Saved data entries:
*** Begin section ***
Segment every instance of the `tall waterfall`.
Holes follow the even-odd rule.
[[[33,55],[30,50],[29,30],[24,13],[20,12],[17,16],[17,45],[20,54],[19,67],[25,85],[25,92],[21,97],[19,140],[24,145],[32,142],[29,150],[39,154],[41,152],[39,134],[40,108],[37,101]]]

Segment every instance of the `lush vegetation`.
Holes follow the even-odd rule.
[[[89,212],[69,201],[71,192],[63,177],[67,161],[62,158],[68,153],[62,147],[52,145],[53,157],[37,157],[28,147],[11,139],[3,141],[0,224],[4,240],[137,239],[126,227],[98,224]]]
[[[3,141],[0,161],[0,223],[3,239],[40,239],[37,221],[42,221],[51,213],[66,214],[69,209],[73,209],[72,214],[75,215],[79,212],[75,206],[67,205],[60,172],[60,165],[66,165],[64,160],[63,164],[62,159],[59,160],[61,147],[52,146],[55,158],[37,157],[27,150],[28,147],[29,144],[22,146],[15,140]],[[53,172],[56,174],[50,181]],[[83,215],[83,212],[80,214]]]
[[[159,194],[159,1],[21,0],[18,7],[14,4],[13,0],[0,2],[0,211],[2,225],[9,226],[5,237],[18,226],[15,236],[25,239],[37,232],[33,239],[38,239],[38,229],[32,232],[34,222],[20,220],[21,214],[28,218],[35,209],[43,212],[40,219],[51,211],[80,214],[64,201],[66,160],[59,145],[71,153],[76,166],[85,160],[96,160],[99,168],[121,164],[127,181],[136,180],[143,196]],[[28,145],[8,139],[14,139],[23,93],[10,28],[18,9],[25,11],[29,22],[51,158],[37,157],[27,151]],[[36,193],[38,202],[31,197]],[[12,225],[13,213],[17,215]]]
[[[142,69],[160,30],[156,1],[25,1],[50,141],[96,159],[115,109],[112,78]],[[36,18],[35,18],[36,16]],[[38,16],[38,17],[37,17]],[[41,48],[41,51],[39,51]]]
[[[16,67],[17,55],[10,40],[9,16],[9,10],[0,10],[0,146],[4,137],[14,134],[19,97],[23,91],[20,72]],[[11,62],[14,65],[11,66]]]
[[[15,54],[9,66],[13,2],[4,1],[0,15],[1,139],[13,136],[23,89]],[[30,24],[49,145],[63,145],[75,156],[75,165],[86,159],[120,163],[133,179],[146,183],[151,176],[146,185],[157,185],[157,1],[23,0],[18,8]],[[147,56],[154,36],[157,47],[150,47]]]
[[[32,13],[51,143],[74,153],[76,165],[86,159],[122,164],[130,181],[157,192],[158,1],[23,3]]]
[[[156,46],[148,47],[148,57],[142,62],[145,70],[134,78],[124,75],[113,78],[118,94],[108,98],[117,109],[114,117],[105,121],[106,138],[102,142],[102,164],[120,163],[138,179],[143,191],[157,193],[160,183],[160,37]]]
*** End section ***
_WHAT IS BEING ASKED_
Transcribe the records above exactly.

_TASK OUTPUT_
Segment every instance of the `tall waterfall`.
Holes follow the even-odd rule.
[[[33,55],[30,50],[29,30],[24,13],[20,12],[17,16],[17,45],[20,54],[19,67],[25,85],[25,92],[21,97],[19,140],[24,145],[32,142],[29,150],[39,154],[41,152],[39,134],[40,108],[37,101]]]

Segment every instance of the `lush vegetation`.
Holes follow the even-odd rule.
[[[89,212],[69,201],[71,192],[63,177],[67,161],[62,158],[68,153],[62,147],[52,145],[53,157],[37,157],[28,147],[11,139],[3,141],[0,224],[4,240],[137,239],[126,227],[98,224]]]
[[[3,141],[0,161],[0,223],[3,239],[40,239],[37,221],[42,221],[51,213],[66,214],[69,209],[73,209],[72,214],[75,215],[79,212],[75,206],[67,205],[60,172],[60,165],[66,165],[64,160],[63,164],[62,159],[59,160],[61,147],[52,146],[55,158],[37,157],[27,150],[28,147],[29,144],[22,146],[15,140]],[[53,172],[56,174],[50,181]],[[83,215],[83,212],[80,214]]]
[[[159,194],[159,1],[21,0],[18,7],[14,4],[13,0],[0,2],[0,211],[2,225],[9,226],[5,237],[18,226],[15,236],[25,239],[37,232],[33,239],[38,239],[38,229],[32,232],[34,222],[20,220],[21,214],[28,218],[35,209],[43,212],[40,219],[51,211],[80,214],[64,201],[66,160],[59,145],[71,153],[76,166],[85,160],[96,160],[99,168],[121,164],[127,181],[136,180],[143,196]],[[28,145],[8,139],[14,139],[23,93],[10,28],[18,9],[25,11],[29,22],[51,158],[37,157],[27,151]],[[36,193],[38,202],[31,197]],[[12,225],[13,213],[17,215]]]
[[[142,69],[160,30],[156,1],[25,1],[50,141],[96,159],[115,109],[112,78]],[[36,18],[35,18],[36,16]],[[38,16],[38,17],[37,17]],[[41,48],[41,51],[39,51]]]
[[[16,67],[17,55],[10,40],[9,16],[9,10],[0,10],[0,146],[4,137],[14,134],[19,97],[23,91],[20,72]],[[11,62],[14,65],[11,66]]]
[[[15,54],[9,66],[13,2],[4,1],[0,15],[1,139],[13,136],[23,89]],[[30,24],[49,145],[63,145],[75,156],[75,165],[86,159],[120,163],[133,179],[146,183],[151,176],[146,185],[157,185],[157,1],[23,0],[18,8]],[[147,56],[154,36],[157,47],[150,47]]]
[[[32,13],[51,143],[74,153],[76,165],[86,159],[122,164],[130,181],[157,192],[158,1],[23,3]]]
[[[156,46],[148,47],[148,57],[142,62],[145,70],[134,78],[124,75],[113,78],[118,94],[108,98],[117,109],[114,117],[105,121],[106,138],[102,142],[102,164],[120,163],[138,179],[143,191],[157,193],[160,183],[160,37]]]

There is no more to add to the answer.